→ **OBJECTIVE**
Present every line of the records below as a Markdown table with two columns, Row and Line: number the rows in order and leave out any blank lines.

→ **THE RECORDS**
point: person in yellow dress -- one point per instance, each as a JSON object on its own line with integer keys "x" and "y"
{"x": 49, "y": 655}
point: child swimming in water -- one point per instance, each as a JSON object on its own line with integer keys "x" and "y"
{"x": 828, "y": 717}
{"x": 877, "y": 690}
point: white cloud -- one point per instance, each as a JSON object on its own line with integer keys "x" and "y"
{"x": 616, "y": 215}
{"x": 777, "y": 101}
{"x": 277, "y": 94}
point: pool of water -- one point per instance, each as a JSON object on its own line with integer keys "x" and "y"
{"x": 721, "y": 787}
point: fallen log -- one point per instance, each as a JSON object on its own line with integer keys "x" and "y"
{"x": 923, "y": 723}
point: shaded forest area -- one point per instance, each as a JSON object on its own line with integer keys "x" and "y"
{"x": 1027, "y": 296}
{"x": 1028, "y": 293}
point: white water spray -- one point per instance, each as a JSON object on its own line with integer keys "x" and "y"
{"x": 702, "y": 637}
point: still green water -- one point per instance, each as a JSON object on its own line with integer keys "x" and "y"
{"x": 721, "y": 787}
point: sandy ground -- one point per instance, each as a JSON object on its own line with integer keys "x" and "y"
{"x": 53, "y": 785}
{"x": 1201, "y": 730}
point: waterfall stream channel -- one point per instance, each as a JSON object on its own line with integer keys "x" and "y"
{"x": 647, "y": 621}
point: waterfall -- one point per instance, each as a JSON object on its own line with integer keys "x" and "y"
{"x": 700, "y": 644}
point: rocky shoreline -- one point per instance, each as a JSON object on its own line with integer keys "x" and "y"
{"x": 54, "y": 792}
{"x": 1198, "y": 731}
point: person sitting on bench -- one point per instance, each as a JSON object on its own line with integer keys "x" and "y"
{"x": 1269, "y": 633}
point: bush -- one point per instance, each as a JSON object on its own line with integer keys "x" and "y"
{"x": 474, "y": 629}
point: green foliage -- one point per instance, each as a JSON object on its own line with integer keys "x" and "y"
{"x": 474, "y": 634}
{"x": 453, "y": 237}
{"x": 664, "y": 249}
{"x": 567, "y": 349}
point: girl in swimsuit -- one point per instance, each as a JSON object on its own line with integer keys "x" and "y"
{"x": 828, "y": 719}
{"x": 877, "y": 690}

→ **EXERCISE ANSWER**
| Row | Line |
|---|---|
| 1 | point: person in yellow dress -- one point per instance, each as a JSON object on its own line with integer keys "x" and "y" |
| 2 | {"x": 49, "y": 655} |
| 3 | point: child swimming in water -- one point per instance, each as a JSON object on its own line with integer keys "x" and "y" |
| 4 | {"x": 828, "y": 717} |
| 5 | {"x": 877, "y": 690} |
| 6 | point: white cloud -- one point per instance, each as a JSON object on its own line with integer keys "x" and "y" |
| 7 | {"x": 616, "y": 215} |
| 8 | {"x": 777, "y": 101} |
| 9 | {"x": 277, "y": 94} |
| 10 | point: pool of water -- one point per instance, each as a JSON object on its own line with integer keys "x" and "y" |
| 11 | {"x": 721, "y": 787} |
| 12 | point: fallen log -- one point per instance, each as a JSON object on its own line with integer keys "x" and "y" |
| 13 | {"x": 923, "y": 723} |
| 14 | point: shaded forest area -- one point per instance, each as a JSON object on its own line with integer keys "x" and "y" |
| 15 | {"x": 1027, "y": 296} |
| 16 | {"x": 1028, "y": 293} |
| 17 | point: white water spray -- one point per instance, each as a JSON object on its own line with integer keys "x" and "y" |
| 18 | {"x": 702, "y": 637} |
| 19 | point: still green water -- one point per instance, each as a JSON object on its own line with integer keys "x" and "y" |
| 20 | {"x": 721, "y": 787} |
| 21 | point: sandy ground -- one point per instance, each as a JSON object on its own line with integer keys "x" and "y" |
| 22 | {"x": 53, "y": 785} |
| 23 | {"x": 1201, "y": 730} |
| 24 | point: waterfall stream channel -- one point per instance, each as a JSON object on its own line with integer keys "x" and "y" |
| 25 | {"x": 647, "y": 621} |
| 26 | point: waterfall -- one point per instance, each as a JSON object on its own line with integer keys "x" and "y" |
| 27 | {"x": 700, "y": 644} |
| 28 | point: rocky shoreline -- one point per instance, each as a JSON object on its own line with integer keys "x" and "y" |
| 29 | {"x": 54, "y": 792} |
| 30 | {"x": 1198, "y": 731} |
| 31 | point: person sitting on bench -- one point per instance, each as a JSON object on its own line with integer keys "x" and "y" |
| 32 | {"x": 1269, "y": 633} |
| 33 | point: bush -- one point per instance, each as a JSON object on its own line with integer keys "x" and "y" |
| 34 | {"x": 474, "y": 629} |
| 35 | point: green foliage -- one point per instance, each as a JSON object on its own line with integer keys "x" and "y" |
| 36 | {"x": 474, "y": 634} |
| 37 | {"x": 453, "y": 237} |
| 38 | {"x": 664, "y": 249} |
| 39 | {"x": 567, "y": 349} |
| 40 | point: girl in swimsuit -- one point per instance, each as a JSON object on its own line with integer keys "x" and "y" |
| 41 | {"x": 828, "y": 719} |
| 42 | {"x": 877, "y": 690} |